▶ [PROBLEM] When every entry has been read, print each one back exactly.

▶ [RECORD EXCERPTS]
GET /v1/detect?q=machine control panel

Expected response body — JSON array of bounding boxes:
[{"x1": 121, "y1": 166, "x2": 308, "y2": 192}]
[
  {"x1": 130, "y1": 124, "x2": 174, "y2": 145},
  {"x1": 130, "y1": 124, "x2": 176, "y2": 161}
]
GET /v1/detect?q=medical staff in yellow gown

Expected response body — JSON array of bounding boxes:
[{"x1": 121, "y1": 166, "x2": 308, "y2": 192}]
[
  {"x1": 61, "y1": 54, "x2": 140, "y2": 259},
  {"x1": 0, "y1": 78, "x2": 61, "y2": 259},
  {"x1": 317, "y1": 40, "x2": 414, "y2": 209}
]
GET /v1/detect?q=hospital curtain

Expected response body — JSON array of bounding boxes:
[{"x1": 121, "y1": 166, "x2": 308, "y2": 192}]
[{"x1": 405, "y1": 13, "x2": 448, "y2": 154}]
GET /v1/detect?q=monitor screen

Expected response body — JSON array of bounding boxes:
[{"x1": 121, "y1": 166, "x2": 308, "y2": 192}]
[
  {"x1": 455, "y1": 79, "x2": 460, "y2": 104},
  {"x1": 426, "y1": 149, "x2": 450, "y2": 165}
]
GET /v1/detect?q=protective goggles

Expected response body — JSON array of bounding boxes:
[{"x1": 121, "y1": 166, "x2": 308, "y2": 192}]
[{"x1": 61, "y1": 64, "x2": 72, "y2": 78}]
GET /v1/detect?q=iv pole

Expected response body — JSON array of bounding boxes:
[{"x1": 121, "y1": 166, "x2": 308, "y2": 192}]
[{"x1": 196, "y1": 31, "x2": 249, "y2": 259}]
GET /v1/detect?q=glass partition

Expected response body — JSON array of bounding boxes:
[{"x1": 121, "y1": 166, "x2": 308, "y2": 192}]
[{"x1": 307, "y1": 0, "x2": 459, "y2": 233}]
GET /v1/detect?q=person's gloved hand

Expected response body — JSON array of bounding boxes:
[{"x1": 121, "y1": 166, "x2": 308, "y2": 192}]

▶ [ANSWER TO THE EXERCISE]
GET /v1/detect?q=machine control panel

Expected response body — JSON array of bounding boxes:
[{"x1": 121, "y1": 166, "x2": 308, "y2": 192}]
[
  {"x1": 130, "y1": 124, "x2": 174, "y2": 145},
  {"x1": 130, "y1": 124, "x2": 176, "y2": 161}
]
GET /v1/detect?q=medical staff in yellow gown

Expected response body — JSON array of bounding boxes:
[{"x1": 121, "y1": 166, "x2": 308, "y2": 192}]
[
  {"x1": 61, "y1": 54, "x2": 140, "y2": 259},
  {"x1": 0, "y1": 78, "x2": 61, "y2": 259},
  {"x1": 317, "y1": 40, "x2": 414, "y2": 209}
]
GET /v1/detect?q=hospital curtain

Expected response body — JSON array of bounding boxes:
[{"x1": 121, "y1": 166, "x2": 308, "y2": 192}]
[{"x1": 405, "y1": 13, "x2": 448, "y2": 154}]
GET /v1/detect?q=monitor screen

Expected response body — JSON array of bounding boxes:
[{"x1": 121, "y1": 166, "x2": 308, "y2": 192}]
[
  {"x1": 455, "y1": 79, "x2": 460, "y2": 104},
  {"x1": 426, "y1": 149, "x2": 450, "y2": 165}
]
GET /v1/detect?q=protective goggles

Expected response body — JSON array of bounding boxes:
[{"x1": 121, "y1": 166, "x2": 308, "y2": 192}]
[{"x1": 61, "y1": 64, "x2": 72, "y2": 78}]
GET /v1/detect?q=iv pole

Expected response body — JSON array of bounding boxes:
[{"x1": 121, "y1": 166, "x2": 308, "y2": 192}]
[{"x1": 196, "y1": 31, "x2": 249, "y2": 259}]
GET /v1/detect?q=glass partition

Expected response body — JSON array of bounding boxes:
[{"x1": 121, "y1": 166, "x2": 308, "y2": 192}]
[{"x1": 307, "y1": 0, "x2": 459, "y2": 233}]
GET /v1/detect?q=person's gloved hand

Expected response body — JSON array of bounding boxes:
[{"x1": 121, "y1": 166, "x2": 308, "y2": 192}]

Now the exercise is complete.